Retype precisely the section of the data that starts at the line containing "[segment] street lamp" and runs to its final line, ends included.

━━ MATERIAL FOR THIS EXERCISE

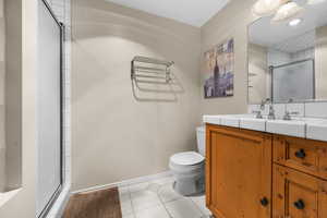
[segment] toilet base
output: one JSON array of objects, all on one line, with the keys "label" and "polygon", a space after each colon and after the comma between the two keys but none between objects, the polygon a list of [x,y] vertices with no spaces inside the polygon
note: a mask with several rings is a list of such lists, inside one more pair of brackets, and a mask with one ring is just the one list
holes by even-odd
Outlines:
[{"label": "toilet base", "polygon": [[205,180],[204,177],[198,179],[175,179],[172,187],[183,196],[199,195],[205,192]]}]

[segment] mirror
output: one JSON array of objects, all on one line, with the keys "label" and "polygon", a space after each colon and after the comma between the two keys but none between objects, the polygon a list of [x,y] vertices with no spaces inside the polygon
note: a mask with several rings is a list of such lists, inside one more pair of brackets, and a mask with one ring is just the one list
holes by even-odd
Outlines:
[{"label": "mirror", "polygon": [[249,26],[249,104],[327,100],[327,1],[296,2],[296,17]]}]

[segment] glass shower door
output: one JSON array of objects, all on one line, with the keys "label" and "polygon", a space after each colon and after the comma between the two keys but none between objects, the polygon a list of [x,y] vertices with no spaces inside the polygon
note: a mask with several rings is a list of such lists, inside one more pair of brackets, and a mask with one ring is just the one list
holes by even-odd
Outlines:
[{"label": "glass shower door", "polygon": [[38,7],[37,215],[48,208],[62,184],[62,25],[48,4]]}]

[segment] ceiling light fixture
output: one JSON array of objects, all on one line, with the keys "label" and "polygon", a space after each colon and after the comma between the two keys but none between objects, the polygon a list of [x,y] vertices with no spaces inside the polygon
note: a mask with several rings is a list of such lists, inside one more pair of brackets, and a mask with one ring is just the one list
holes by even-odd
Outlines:
[{"label": "ceiling light fixture", "polygon": [[307,0],[307,4],[318,4],[318,3],[323,3],[325,2],[326,0]]},{"label": "ceiling light fixture", "polygon": [[304,9],[294,1],[281,5],[275,14],[272,22],[282,22],[299,15]]},{"label": "ceiling light fixture", "polygon": [[279,9],[279,7],[286,3],[286,0],[258,0],[253,5],[253,13],[258,16],[271,15]]},{"label": "ceiling light fixture", "polygon": [[302,22],[302,19],[294,19],[289,22],[289,26],[292,26],[292,27],[298,26],[301,22]]}]

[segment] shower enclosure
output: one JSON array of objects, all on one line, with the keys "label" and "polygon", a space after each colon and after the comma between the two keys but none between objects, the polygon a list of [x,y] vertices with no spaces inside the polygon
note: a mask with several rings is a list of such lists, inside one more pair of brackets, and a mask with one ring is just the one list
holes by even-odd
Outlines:
[{"label": "shower enclosure", "polygon": [[37,215],[51,208],[63,183],[63,25],[45,0],[38,7]]}]

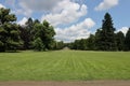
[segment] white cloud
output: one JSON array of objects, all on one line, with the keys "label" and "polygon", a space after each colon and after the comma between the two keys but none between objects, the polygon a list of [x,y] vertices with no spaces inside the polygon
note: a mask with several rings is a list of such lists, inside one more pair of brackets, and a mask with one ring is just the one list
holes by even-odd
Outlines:
[{"label": "white cloud", "polygon": [[1,9],[1,8],[5,8],[5,6],[4,6],[3,4],[0,3],[0,9]]},{"label": "white cloud", "polygon": [[78,20],[86,14],[87,5],[63,0],[52,10],[52,13],[43,15],[41,20],[47,19],[54,26],[66,25]]},{"label": "white cloud", "polygon": [[119,0],[104,0],[98,6],[95,6],[95,11],[108,10],[115,5],[117,5]]},{"label": "white cloud", "polygon": [[91,18],[86,18],[82,23],[77,25],[67,28],[56,28],[55,39],[64,42],[73,42],[76,39],[86,39],[90,35],[89,29],[94,25],[95,23]]},{"label": "white cloud", "polygon": [[117,32],[121,31],[123,34],[126,34],[128,29],[128,27],[122,27],[121,29],[117,30]]},{"label": "white cloud", "polygon": [[28,19],[26,17],[24,17],[22,20],[20,20],[17,24],[21,25],[21,26],[24,26],[25,23],[27,22]]},{"label": "white cloud", "polygon": [[16,13],[30,16],[32,12],[50,12],[60,1],[62,0],[20,0]]}]

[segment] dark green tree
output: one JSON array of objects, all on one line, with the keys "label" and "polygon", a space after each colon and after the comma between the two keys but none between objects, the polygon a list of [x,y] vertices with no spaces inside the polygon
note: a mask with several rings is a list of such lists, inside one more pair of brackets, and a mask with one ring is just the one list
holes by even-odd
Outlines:
[{"label": "dark green tree", "polygon": [[16,51],[22,44],[16,17],[10,9],[0,9],[0,52]]},{"label": "dark green tree", "polygon": [[32,46],[35,51],[44,51],[44,45],[42,43],[42,40],[40,38],[37,38],[34,42],[32,42]]},{"label": "dark green tree", "polygon": [[125,48],[126,51],[130,51],[130,28],[127,31],[126,39],[125,39]]},{"label": "dark green tree", "polygon": [[123,51],[125,47],[125,34],[119,31],[116,33],[116,44],[118,51]]},{"label": "dark green tree", "polygon": [[52,26],[47,20],[43,20],[42,24],[35,24],[34,27],[34,41],[37,38],[40,38],[43,45],[44,51],[52,49],[54,47],[54,35],[55,31]]},{"label": "dark green tree", "polygon": [[26,49],[30,49],[31,48],[31,42],[32,42],[32,29],[34,29],[34,20],[29,17],[28,20],[25,23],[25,27],[24,27],[25,31],[26,31],[26,40],[24,41],[25,43],[25,47]]},{"label": "dark green tree", "polygon": [[106,13],[103,19],[103,25],[101,31],[99,32],[100,45],[96,46],[100,51],[117,51],[116,39],[115,39],[115,28],[113,26],[113,20],[110,14]]},{"label": "dark green tree", "polygon": [[90,37],[87,39],[87,47],[89,51],[95,49],[95,37],[93,34],[90,34]]}]

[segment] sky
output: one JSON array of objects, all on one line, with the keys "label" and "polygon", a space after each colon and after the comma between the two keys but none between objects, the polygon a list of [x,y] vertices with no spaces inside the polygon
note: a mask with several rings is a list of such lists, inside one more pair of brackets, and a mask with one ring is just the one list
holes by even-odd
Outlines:
[{"label": "sky", "polygon": [[130,0],[0,0],[0,8],[11,9],[22,26],[29,17],[47,19],[54,27],[54,38],[64,42],[94,34],[106,12],[117,31],[126,34],[130,27]]}]

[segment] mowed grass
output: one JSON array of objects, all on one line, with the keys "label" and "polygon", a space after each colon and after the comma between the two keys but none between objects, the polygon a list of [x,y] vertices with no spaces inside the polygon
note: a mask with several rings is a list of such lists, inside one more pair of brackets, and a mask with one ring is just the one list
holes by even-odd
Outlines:
[{"label": "mowed grass", "polygon": [[130,80],[130,52],[0,53],[0,81]]}]

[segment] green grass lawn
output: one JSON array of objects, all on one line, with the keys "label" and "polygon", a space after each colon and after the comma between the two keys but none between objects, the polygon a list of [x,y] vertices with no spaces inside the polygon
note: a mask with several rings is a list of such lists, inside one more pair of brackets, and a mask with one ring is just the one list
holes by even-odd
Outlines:
[{"label": "green grass lawn", "polygon": [[0,81],[130,80],[130,52],[0,53]]}]

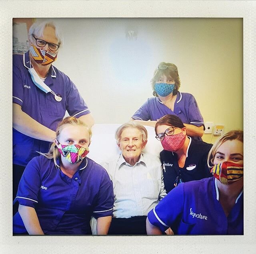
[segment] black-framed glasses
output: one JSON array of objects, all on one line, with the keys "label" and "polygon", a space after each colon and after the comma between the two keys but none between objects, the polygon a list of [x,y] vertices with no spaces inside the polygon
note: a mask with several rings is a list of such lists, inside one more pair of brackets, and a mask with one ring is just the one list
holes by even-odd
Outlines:
[{"label": "black-framed glasses", "polygon": [[164,64],[161,64],[159,65],[157,67],[158,70],[159,69],[160,69],[160,70],[166,70],[167,68],[172,71],[174,71],[176,72],[178,72],[178,69],[177,69],[177,67],[175,67],[172,65],[166,65]]},{"label": "black-framed glasses", "polygon": [[167,135],[168,136],[171,136],[174,133],[175,127],[170,127],[166,130],[165,131],[162,133],[159,133],[156,136],[156,138],[159,141],[162,141],[164,138],[164,135]]},{"label": "black-framed glasses", "polygon": [[52,43],[52,42],[47,42],[47,41],[42,40],[41,39],[36,38],[36,37],[34,36],[34,35],[32,35],[32,36],[36,40],[36,43],[38,47],[44,47],[46,44],[48,44],[49,48],[52,51],[56,51],[60,47],[60,45],[56,44],[55,43]]},{"label": "black-framed glasses", "polygon": [[179,175],[176,177],[176,179],[173,183],[174,187],[176,187],[179,183],[181,183],[182,182],[182,179],[180,177],[180,169]]}]

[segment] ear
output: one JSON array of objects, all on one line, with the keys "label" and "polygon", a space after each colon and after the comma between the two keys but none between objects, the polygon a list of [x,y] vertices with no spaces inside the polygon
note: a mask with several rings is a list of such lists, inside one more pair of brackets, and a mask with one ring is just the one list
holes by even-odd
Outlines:
[{"label": "ear", "polygon": [[60,142],[56,139],[54,140],[54,143],[56,146],[60,145]]},{"label": "ear", "polygon": [[122,148],[121,148],[121,146],[120,146],[120,143],[117,143],[116,144],[117,145],[117,146],[118,147],[118,148],[119,148],[119,150],[120,150],[120,151],[122,151]]},{"label": "ear", "polygon": [[146,140],[146,141],[145,141],[142,143],[142,149],[144,149],[145,148],[146,145],[147,144],[147,143],[148,143],[148,140]]}]

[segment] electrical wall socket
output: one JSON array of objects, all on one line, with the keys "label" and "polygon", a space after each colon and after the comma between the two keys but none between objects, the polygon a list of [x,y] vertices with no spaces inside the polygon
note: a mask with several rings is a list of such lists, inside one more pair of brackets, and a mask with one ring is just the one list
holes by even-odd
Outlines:
[{"label": "electrical wall socket", "polygon": [[213,128],[214,124],[212,122],[206,122],[204,123],[205,134],[212,134],[212,129]]},{"label": "electrical wall socket", "polygon": [[224,125],[216,125],[213,131],[213,135],[221,135],[224,133]]}]

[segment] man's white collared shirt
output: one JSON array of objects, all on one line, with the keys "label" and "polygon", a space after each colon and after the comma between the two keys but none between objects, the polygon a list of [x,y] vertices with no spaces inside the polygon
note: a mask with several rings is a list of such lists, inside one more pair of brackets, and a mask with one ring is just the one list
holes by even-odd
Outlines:
[{"label": "man's white collared shirt", "polygon": [[115,218],[145,216],[166,195],[158,157],[142,154],[132,166],[121,154],[102,165],[113,181]]}]

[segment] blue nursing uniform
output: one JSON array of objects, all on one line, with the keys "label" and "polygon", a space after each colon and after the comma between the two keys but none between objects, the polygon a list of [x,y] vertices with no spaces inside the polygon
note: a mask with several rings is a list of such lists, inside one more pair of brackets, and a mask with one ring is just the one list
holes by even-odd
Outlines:
[{"label": "blue nursing uniform", "polygon": [[[186,93],[178,91],[173,111],[161,101],[158,97],[148,99],[132,118],[136,120],[156,121],[167,114],[178,116],[184,124],[196,126],[204,125],[204,119],[201,114],[194,96]],[[193,139],[202,140],[200,137]]]},{"label": "blue nursing uniform", "polygon": [[148,215],[163,232],[175,234],[243,234],[244,197],[242,191],[228,217],[218,201],[214,177],[182,183]]},{"label": "blue nursing uniform", "polygon": [[212,144],[192,139],[190,137],[188,138],[189,143],[183,167],[179,166],[176,153],[166,150],[163,150],[160,153],[164,187],[167,193],[174,187],[174,184],[178,176],[184,182],[212,177],[207,165],[208,154]]},{"label": "blue nursing uniform", "polygon": [[[13,58],[13,102],[21,106],[22,111],[37,122],[55,131],[65,116],[79,118],[90,113],[77,88],[69,78],[52,65],[44,83],[62,100],[56,101],[54,95],[40,90],[33,83],[28,69],[32,66],[29,51],[14,55]],[[37,151],[49,150],[50,142],[33,138],[13,129],[13,163],[26,166],[32,158],[38,156]]]},{"label": "blue nursing uniform", "polygon": [[[45,234],[91,234],[92,216],[112,215],[113,184],[105,169],[88,158],[71,179],[56,168],[53,159],[41,156],[26,167],[16,201],[35,209]],[[13,224],[14,233],[26,232],[18,212]]]}]

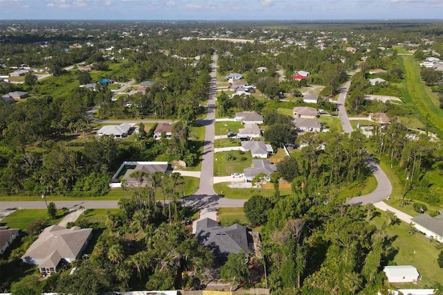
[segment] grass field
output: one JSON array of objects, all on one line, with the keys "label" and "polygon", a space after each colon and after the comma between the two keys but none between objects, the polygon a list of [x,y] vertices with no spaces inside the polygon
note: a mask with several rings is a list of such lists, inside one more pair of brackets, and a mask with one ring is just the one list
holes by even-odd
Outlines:
[{"label": "grass field", "polygon": [[[388,219],[384,212],[377,211],[377,213],[371,223],[380,229]],[[403,283],[396,284],[396,286],[417,289],[429,287],[433,282],[443,283],[443,269],[438,267],[436,261],[441,251],[435,248],[437,242],[419,233],[410,235],[410,226],[403,222],[385,228],[385,232],[392,240],[393,251],[383,265],[413,265],[422,276],[422,280],[417,284]]]},{"label": "grass field", "polygon": [[218,221],[224,226],[229,226],[235,223],[246,225],[247,220],[243,208],[219,208],[217,211]]},{"label": "grass field", "polygon": [[215,122],[215,135],[226,135],[229,132],[238,133],[239,128],[243,128],[243,124],[239,121]]},{"label": "grass field", "polygon": [[[228,176],[231,173],[243,173],[243,170],[252,164],[251,153],[239,150],[217,152],[214,156],[214,175]],[[228,160],[229,155],[233,160]]]},{"label": "grass field", "polygon": [[63,217],[58,215],[57,219],[50,220],[48,211],[46,209],[24,209],[12,212],[3,218],[0,224],[4,224],[10,229],[20,229],[24,230],[31,222],[35,220],[46,220],[48,226],[58,224]]},{"label": "grass field", "polygon": [[417,117],[424,124],[430,125],[430,131],[443,138],[443,109],[440,109],[435,95],[427,91],[422,81],[419,63],[411,55],[399,55],[397,62],[405,72],[403,100],[413,105]]}]

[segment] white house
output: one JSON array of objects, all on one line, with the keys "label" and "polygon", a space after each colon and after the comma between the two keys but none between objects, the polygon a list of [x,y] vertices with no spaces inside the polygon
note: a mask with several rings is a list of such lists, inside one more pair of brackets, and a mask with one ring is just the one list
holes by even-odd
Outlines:
[{"label": "white house", "polygon": [[247,137],[260,137],[262,136],[262,130],[257,124],[245,124],[244,128],[238,129],[239,136],[245,136]]},{"label": "white house", "polygon": [[384,79],[381,79],[381,78],[376,78],[374,79],[369,79],[369,82],[370,82],[371,85],[375,85],[377,83],[383,83],[387,81]]},{"label": "white house", "polygon": [[420,276],[412,265],[390,265],[385,267],[383,271],[389,283],[415,283]]},{"label": "white house", "polygon": [[97,132],[97,136],[112,135],[114,138],[123,138],[128,136],[132,127],[129,123],[103,126]]},{"label": "white house", "polygon": [[263,124],[263,116],[255,111],[235,113],[235,120],[244,124]]},{"label": "white house", "polygon": [[251,151],[253,158],[266,159],[274,150],[271,145],[266,145],[263,141],[242,141],[240,150]]},{"label": "white house", "polygon": [[443,243],[443,215],[432,217],[427,214],[420,214],[411,220],[413,227],[427,237]]},{"label": "white house", "polygon": [[92,229],[52,225],[43,230],[21,260],[28,265],[38,265],[42,274],[54,274],[61,262],[71,263],[78,259],[91,238]]}]

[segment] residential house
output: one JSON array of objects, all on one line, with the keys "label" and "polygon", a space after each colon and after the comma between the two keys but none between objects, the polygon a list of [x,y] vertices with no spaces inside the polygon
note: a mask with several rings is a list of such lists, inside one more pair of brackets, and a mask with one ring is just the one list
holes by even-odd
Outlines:
[{"label": "residential house", "polygon": [[317,103],[318,94],[308,93],[303,96],[303,101],[307,103]]},{"label": "residential house", "polygon": [[417,269],[412,265],[389,265],[383,271],[389,283],[416,283],[420,277]]},{"label": "residential house", "polygon": [[[126,184],[128,185],[138,186],[140,182],[147,183],[148,179],[148,175],[152,175],[154,172],[159,172],[162,173],[166,172],[168,167],[168,162],[163,161],[143,161],[136,162],[136,167],[133,169],[128,169],[126,170],[123,179],[126,181]],[[131,175],[136,171],[141,171],[145,173],[146,175],[143,176],[141,179],[137,177],[131,177]],[[114,179],[114,178],[113,178]]]},{"label": "residential house", "polygon": [[411,220],[412,226],[427,237],[443,243],[443,215],[433,217],[428,215],[420,214]]},{"label": "residential house", "polygon": [[384,83],[388,82],[384,79],[381,79],[381,78],[376,78],[374,79],[369,79],[369,82],[371,83],[371,85],[375,85],[377,83]]},{"label": "residential house", "polygon": [[244,226],[235,224],[223,227],[215,220],[205,218],[197,222],[196,227],[199,243],[211,249],[219,260],[226,260],[231,253],[247,254],[250,247],[253,249],[252,237]]},{"label": "residential house", "polygon": [[129,123],[122,123],[120,125],[109,125],[103,126],[97,132],[98,136],[103,135],[113,136],[114,138],[121,139],[129,135],[132,125]]},{"label": "residential house", "polygon": [[263,116],[255,111],[235,113],[235,120],[244,124],[263,124]]},{"label": "residential house", "polygon": [[370,70],[369,71],[369,73],[370,74],[376,74],[376,73],[388,73],[386,71],[382,69],[376,69],[374,70]]},{"label": "residential house", "polygon": [[296,107],[292,110],[294,118],[307,118],[315,119],[318,115],[317,109],[310,107]]},{"label": "residential house", "polygon": [[253,158],[266,159],[270,154],[274,152],[271,145],[266,145],[263,141],[242,141],[240,150],[243,152],[251,151]]},{"label": "residential house", "polygon": [[306,71],[297,71],[296,72],[296,75],[300,75],[304,77],[309,77],[309,75],[311,75],[311,73],[307,72]]},{"label": "residential house", "polygon": [[320,132],[321,121],[311,118],[298,118],[295,120],[296,128],[299,132]]},{"label": "residential house", "polygon": [[19,235],[19,231],[18,229],[0,226],[0,254],[3,254],[14,240]]},{"label": "residential house", "polygon": [[78,259],[91,238],[92,229],[52,225],[43,230],[21,260],[37,265],[42,274],[54,274],[60,262],[71,263]]},{"label": "residential house", "polygon": [[386,113],[369,113],[369,120],[380,124],[389,124],[390,122]]},{"label": "residential house", "polygon": [[172,136],[172,124],[171,123],[159,123],[154,131],[154,138],[155,139],[161,138],[161,134],[165,132],[167,138],[170,138]]},{"label": "residential house", "polygon": [[243,79],[243,75],[239,73],[231,73],[226,75],[226,79],[234,80],[240,80]]},{"label": "residential house", "polygon": [[269,160],[252,160],[252,166],[243,170],[246,181],[252,181],[259,173],[264,173],[270,177],[271,173],[277,171],[275,164],[271,163]]},{"label": "residential house", "polygon": [[262,130],[257,124],[245,124],[244,128],[238,129],[238,135],[247,137],[260,137],[262,136]]},{"label": "residential house", "polygon": [[12,91],[1,96],[3,99],[6,98],[12,99],[26,98],[29,96],[29,93],[25,91]]}]

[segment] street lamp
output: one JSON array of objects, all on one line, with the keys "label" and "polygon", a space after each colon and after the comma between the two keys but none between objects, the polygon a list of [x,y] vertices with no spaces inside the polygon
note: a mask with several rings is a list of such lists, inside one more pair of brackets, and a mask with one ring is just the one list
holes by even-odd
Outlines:
[{"label": "street lamp", "polygon": [[46,202],[46,197],[44,196],[44,195],[42,195],[42,199],[44,199],[44,204],[46,204],[46,209],[48,208],[48,202]]}]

━━━━

WRITTEN REPLY:
[segment] street lamp
output: one JSON array of objects, all on one line, with the keys "label" and "polygon", a space after each colon and after the comma between the two keys but none between objects, the polygon a list of [x,y] vertices with no spaces inside the polygon
note: a mask with several rings is a list of such lists, inside one more pair of brackets, and a mask with one ring is just the one list
holes by even-odd
Outlines:
[{"label": "street lamp", "polygon": [[46,202],[46,197],[44,196],[44,195],[42,195],[42,199],[44,199],[44,204],[46,204],[46,209],[48,208],[48,202]]}]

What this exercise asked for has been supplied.